● **Passage provided**
==*==

Bowen law student receives single parent scholarship

Photo of Shyteria Dunlap

Shyteria Dunlap, a second-year student at the UA Little Rock William H. Bowen School of Law, has received the 2020-21 Jennifer Carson Single Parent Scholarship, endowed by the Bowen alumni and faculty.  

Dunlap is from Memphis, Tennessee. Prior to law school, she was an English teacher and has taught at the elementary, middle school, and high school levels. Her plan was always to teach for a time and then go to law school.

“I have always wanted to be a lawyer,” she said. “God places in us certain passions, gifts, and purposes. I know that part of my purpose is to fight injustice, to be a voice for the voiceless, and to leave an incredible footprint in the legal arena.” 

This scholarship was named to honor alumna Jennifer Carson whose daughter, Emily, was three years old when Carson began law school in Bowen’s part-time division. The scholarship is available to any Bowen student who is a custodial single parent, and only one scholarship is awarded each year.

In addition to the one-time monetary award, the Carson Scholarship provides a mentoring network. Scholarship committee members, several of whom were also single parents while in law school, offer practical and emotional support to the student recipients. They work to encourage the students as they balance the demands of law school and the responsibilities of parenting alone. 

“The support system of the committee matters just as much as the monetary assistance,” Dunlap said. “Any parent could benefit from such a support system in law school.”

After researching the school, Dunlap attended a Bowen open house with a friend and said she left feeling inspired and “at home.” She said the size of the campus, availability of the part-time program, and the location were all factors that lead to her choosing Bowen. 

“Bowen had an impressive tuition and a high bar pass rate,” she said. “It was a perfect mix for me. I remember thinking: Bowen is far enough from home so I could isolate and focus, but still close enough to allow for a relaxed commute.” 

Dunlap began law school as a part-time student in 2017 and was also expecting a child at the time. That October, she went to the doctor for a routine checkup that led to a surprise admission to the hospital. Dunlap said she was still studying in the delivery room.

==*==

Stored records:
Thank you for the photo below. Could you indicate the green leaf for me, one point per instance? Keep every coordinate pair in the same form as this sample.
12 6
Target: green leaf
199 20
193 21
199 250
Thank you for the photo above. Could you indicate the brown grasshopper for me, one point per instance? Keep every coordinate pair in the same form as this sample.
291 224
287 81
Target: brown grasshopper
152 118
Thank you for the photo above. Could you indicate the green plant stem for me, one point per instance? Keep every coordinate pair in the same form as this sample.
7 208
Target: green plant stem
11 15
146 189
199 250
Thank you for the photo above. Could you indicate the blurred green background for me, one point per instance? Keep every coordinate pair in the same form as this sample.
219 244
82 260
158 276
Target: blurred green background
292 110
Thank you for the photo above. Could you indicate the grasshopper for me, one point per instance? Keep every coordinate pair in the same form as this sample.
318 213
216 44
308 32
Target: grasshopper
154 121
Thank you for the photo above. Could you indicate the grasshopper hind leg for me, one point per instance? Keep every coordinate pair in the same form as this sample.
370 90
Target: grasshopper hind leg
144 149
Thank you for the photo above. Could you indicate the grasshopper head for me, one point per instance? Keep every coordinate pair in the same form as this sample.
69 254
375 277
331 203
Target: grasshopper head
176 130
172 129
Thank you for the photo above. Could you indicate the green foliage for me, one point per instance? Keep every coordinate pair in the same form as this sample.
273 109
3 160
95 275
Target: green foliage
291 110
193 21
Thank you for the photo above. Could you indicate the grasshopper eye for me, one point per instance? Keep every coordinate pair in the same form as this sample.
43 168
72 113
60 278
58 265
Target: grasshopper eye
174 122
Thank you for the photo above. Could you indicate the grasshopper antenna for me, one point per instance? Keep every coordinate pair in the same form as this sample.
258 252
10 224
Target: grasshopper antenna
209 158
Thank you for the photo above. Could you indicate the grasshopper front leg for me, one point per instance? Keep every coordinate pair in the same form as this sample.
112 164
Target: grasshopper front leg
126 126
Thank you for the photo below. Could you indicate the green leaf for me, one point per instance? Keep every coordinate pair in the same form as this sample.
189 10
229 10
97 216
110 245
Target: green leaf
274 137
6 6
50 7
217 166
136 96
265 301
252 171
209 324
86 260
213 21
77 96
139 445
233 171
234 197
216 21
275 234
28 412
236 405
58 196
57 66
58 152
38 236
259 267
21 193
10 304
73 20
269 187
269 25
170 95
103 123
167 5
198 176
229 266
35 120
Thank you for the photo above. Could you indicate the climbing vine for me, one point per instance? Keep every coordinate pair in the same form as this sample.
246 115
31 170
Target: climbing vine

==*==

● **Exercise requirements**
Can you write out the entire article above about Shyteria Dunlap's single parent scholarship, word for word?

● **Output for this task**
Bowen law student receives single parent scholarship

Photo of Shyteria Dunlap

Shyteria Dunlap, a second-year student at the UA Little Rock William H. Bowen School of Law, has received the 2020-21 Jennifer Carson Single Parent Scholarship, endowed by the Bowen alumni and faculty.  

Dunlap is from Memphis, Tennessee. Prior to law school, she was an English teacher and has taught at the elementary, middle school, and high school levels. Her plan was always to teach for a time and then go to law school.

“I have always wanted to be a lawyer,” she said. “God places in us certain passions, gifts, and purposes. I know that part of my purpose is to fight injustice, to be a voice for the voiceless, and to leave an incredible footprint in the legal arena.” 

This scholarship was named to honor alumna Jennifer Carson whose daughter, Emily, was three years old when Carson began law school in Bowen’s part-time division. The scholarship is available to any Bowen student who is a custodial single parent, and only one scholarship is awarded each year.

In addition to the one-time monetary award, the Carson Scholarship provides a mentoring network. Scholarship committee members, several of whom were also single parents while in law school, offer practical and emotional support to the student recipients. They work to encourage the students as they balance the demands of law school and the responsibilities of parenting alone. 

“The support system of the committee matters just as much as the monetary assistance,” Dunlap said. “Any parent could benefit from such a support system in law school.”

After researching the school, Dunlap attended a Bowen open house with a friend and said she left feeling inspired and “at home.” She said the size of the campus, availability of the part-time program, and the location were all factors that lead to her choosing Bowen. 

“Bowen had an impressive tuition and a high bar pass rate,” she said. “It was a perfect mix for me. I remember thinking: Bowen is far enough from home so I could isolate and focus, but still close enough to allow for a relaxed commute.” 

Dunlap began law school as a part-time student in 2017 and was also expecting a child at the time. That October, she went to the doctor for a routine checkup that led to a surprise admission to the hospital. Dunlap said she was still studying in the delivery room.